» Exercise prompt
Reproduce word for word the lines of the listing below, from the line with "of the utility" through the end of the listing.

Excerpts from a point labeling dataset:
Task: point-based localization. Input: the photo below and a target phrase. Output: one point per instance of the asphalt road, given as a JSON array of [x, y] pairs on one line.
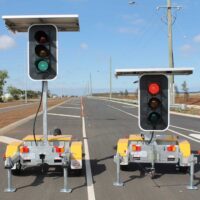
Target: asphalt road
[[10, 108], [105, 123]]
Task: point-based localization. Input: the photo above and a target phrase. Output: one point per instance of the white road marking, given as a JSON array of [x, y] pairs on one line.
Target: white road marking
[[197, 136], [128, 106], [68, 107], [185, 129], [123, 111], [62, 115], [177, 133], [185, 136], [8, 140], [8, 107], [90, 185]]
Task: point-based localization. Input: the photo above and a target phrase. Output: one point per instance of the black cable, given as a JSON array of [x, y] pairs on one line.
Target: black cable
[[152, 134], [34, 123]]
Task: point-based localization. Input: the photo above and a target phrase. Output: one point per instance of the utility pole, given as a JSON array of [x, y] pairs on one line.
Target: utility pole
[[110, 77], [170, 46], [90, 84]]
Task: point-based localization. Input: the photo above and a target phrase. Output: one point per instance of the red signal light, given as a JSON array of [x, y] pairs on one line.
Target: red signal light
[[154, 88]]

» Result of this task
Task: point-based localization. Input: the photo above and a target phrase. Output: one point per instance of the utility pole, given as a JSON array of [x, y] pairs on one line.
Target: utility pole
[[110, 77], [170, 46], [90, 84]]
Task: point-based localization. Input: the photo above and a target phrase. Output: one point per instance of the red signal light, given as a JSON array of [x, y] pairs on one line.
Target: red signal light
[[154, 88]]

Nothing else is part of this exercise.